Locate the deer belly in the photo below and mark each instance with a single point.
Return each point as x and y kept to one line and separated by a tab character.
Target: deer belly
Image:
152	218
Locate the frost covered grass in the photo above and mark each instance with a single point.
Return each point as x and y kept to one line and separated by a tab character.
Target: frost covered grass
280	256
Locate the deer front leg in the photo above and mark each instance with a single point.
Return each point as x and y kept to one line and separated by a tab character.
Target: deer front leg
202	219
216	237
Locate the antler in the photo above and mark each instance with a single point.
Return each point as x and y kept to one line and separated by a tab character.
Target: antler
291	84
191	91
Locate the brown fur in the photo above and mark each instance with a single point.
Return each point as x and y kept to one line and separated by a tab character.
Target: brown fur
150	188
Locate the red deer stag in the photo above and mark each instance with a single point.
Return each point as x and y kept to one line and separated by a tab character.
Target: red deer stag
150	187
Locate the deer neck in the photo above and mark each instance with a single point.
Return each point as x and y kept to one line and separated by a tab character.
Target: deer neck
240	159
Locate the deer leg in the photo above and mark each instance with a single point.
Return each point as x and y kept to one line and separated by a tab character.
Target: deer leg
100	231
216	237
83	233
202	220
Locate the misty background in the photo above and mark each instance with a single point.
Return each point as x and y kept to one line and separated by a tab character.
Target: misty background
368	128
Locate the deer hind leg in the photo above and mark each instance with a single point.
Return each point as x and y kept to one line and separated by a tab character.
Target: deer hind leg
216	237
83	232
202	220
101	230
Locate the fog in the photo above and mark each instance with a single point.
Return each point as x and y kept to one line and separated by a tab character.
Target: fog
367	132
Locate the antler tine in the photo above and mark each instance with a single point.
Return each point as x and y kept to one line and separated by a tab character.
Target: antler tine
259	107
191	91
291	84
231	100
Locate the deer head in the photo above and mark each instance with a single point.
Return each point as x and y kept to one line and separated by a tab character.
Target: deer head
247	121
########
Copy every line of the material above without changing anything.

# Exercise result:
Locate the deer belly in the photo below and mark each instance with a single point.
Return each point as x and y kept to one line and separated by a tab character.
Target: deer belly
Image:
152	218
Locate the frost covered grass in the photo above and mark each instance with a single point.
Return each point as x and y kept to one line and separated by a tab character.
Target: frost covered grass
280	256
Locate the deer front leg in the photo above and mark each instance with a single point.
Return each point as x and y kept to one line and separated by a tab character.
Target: deer front leg
202	219
216	237
Locate the antler in the photo above and mark each instance with a single point.
Return each point as x and y kept to one line and separated by a tab character.
Target: antler
291	84
191	91
Locate the brown fur in the photo above and mark each instance with a single point.
Return each point as x and y kept to one line and separated by a tab character.
Target: brown fur
150	188
Locate the red deer stag in the photo above and mark each instance with a single point.
Return each point as x and y kept to one line and separated by a tab character.
Target: red deer stag
150	187
Locate the deer neck in the photo above and mark each instance with a single point.
Return each point as x and y kept to one line and separated by a tab character.
Target: deer neck
240	159
Locate the deer leg in the photo above and mark each instance with a single point.
Return each point as x and y kept to one line and separated by a tab character.
Target: deer leg
100	231
216	237
83	233
202	220
Locate the misty background in the photo above and mark each instance with a single point.
Return each point as x and y kept to one line and separated by a tab character.
Target: misty background
368	128
Locate the deer hind leg in the photo above and mark each instance with a single point.
Return each point as x and y kept to one line and separated by a tab character.
Target: deer hind leg
216	237
83	232
202	220
101	230
Locate the fog in the photo above and mark each instance with a single point.
Return each point as x and y kept to one line and separated by a tab character.
Target: fog
367	132
Locate the antler tine in the photo above and mark each instance with a single point.
Return each point as x and y kept to one line and separated by a tab character.
Target: antler tine
259	107
191	91
291	84
231	100
Locate the deer head in the photo above and mark each instance with a single point.
Return each point as x and y kept to one line and separated by a tab character.
Target: deer head
247	121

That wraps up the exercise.